Entries shown
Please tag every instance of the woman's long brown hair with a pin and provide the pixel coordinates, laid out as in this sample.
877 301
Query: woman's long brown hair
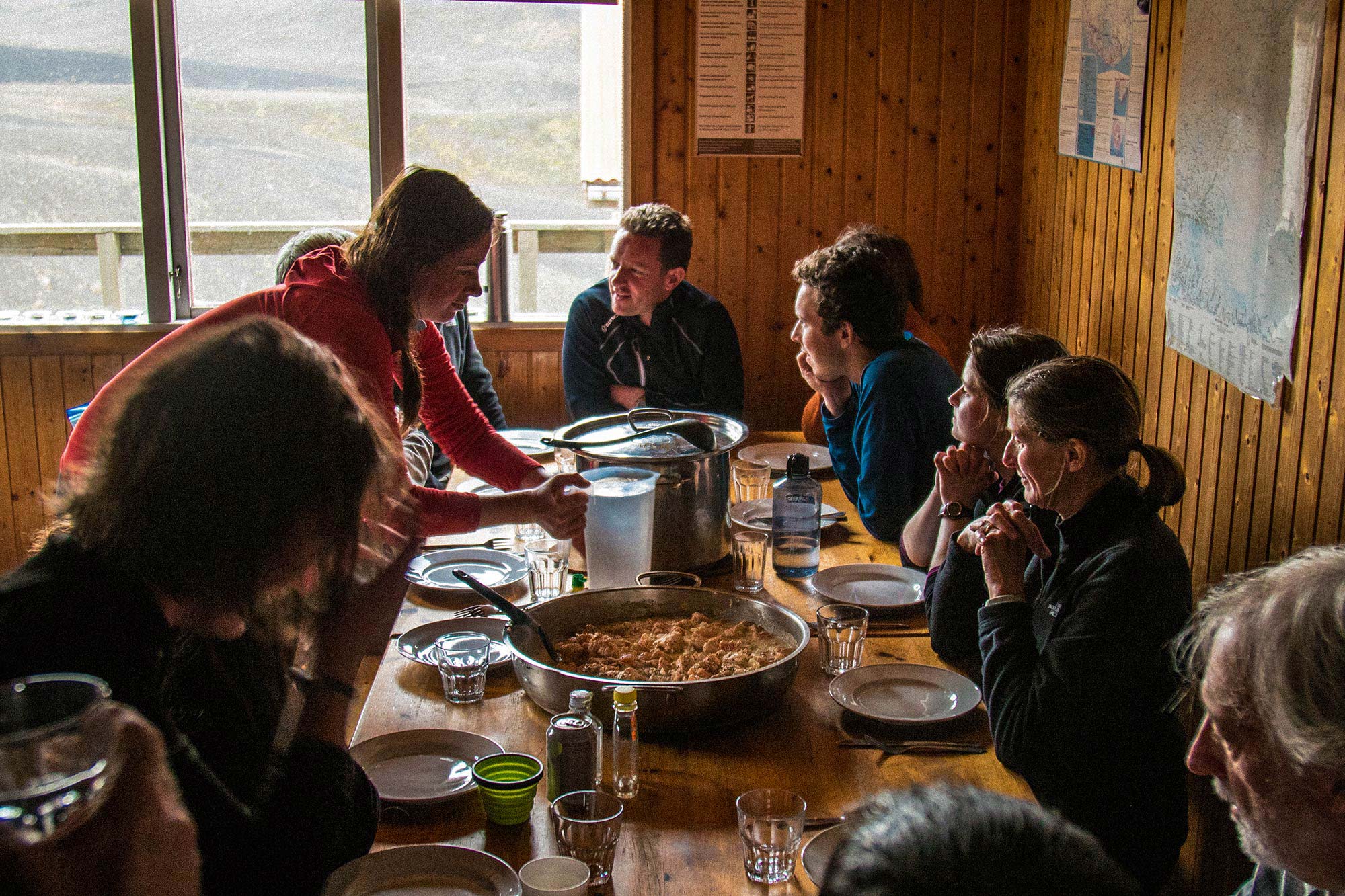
237 458
420 218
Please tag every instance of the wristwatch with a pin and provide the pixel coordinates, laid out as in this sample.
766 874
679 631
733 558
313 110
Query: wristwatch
954 510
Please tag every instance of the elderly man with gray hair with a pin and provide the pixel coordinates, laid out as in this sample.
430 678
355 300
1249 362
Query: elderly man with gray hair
1268 653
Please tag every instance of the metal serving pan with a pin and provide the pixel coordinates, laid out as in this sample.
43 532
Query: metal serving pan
664 706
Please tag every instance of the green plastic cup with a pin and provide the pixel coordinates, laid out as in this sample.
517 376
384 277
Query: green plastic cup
508 783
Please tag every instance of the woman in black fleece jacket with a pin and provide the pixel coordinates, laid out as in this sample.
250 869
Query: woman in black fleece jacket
1074 637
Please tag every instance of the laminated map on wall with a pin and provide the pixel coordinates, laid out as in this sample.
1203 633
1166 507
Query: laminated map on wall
1102 91
1246 119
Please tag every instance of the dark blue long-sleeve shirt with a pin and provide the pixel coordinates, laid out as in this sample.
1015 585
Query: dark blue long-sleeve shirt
688 357
884 440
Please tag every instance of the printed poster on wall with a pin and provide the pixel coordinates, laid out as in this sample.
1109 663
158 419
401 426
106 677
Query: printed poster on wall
750 79
1102 91
1245 127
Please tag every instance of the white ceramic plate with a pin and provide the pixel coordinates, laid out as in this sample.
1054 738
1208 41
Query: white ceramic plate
423 766
906 693
821 848
424 870
778 452
874 585
494 568
529 440
757 514
418 645
478 487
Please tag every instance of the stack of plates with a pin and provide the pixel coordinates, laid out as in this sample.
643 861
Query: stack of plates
451 870
906 693
778 452
871 585
424 766
493 568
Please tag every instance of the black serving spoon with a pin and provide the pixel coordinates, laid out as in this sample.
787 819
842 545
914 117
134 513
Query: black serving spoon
514 614
695 431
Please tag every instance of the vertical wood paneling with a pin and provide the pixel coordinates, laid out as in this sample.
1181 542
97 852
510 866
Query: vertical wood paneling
914 120
1094 248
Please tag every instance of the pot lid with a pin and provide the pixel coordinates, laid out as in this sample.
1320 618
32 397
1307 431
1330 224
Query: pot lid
728 434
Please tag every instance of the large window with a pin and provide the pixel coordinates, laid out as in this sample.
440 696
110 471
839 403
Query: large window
275 131
232 126
69 189
523 100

Direction
Copy the listing above word for word, from the line containing "Please tag every instance of the vertical" through the end of the listing, both ends included.

Worked solution
Please tag every instance of the vertical wood paneling with a pin and provide the pixel coordinates, laid out as in this sample.
1181 542
97 852
510 866
Query: vertical wood paneling
914 120
1094 248
Please tag every instance of the pot lid with a pin and provide the pixel coordinates, laid out as in this sample.
1320 618
32 397
1307 431
1330 224
Query: pot lid
728 434
Please tag every instance of the large window with a pin and provide the pixel coordinates, laid out as in this sample.
440 696
110 471
839 403
Query: large window
275 131
232 126
69 189
523 100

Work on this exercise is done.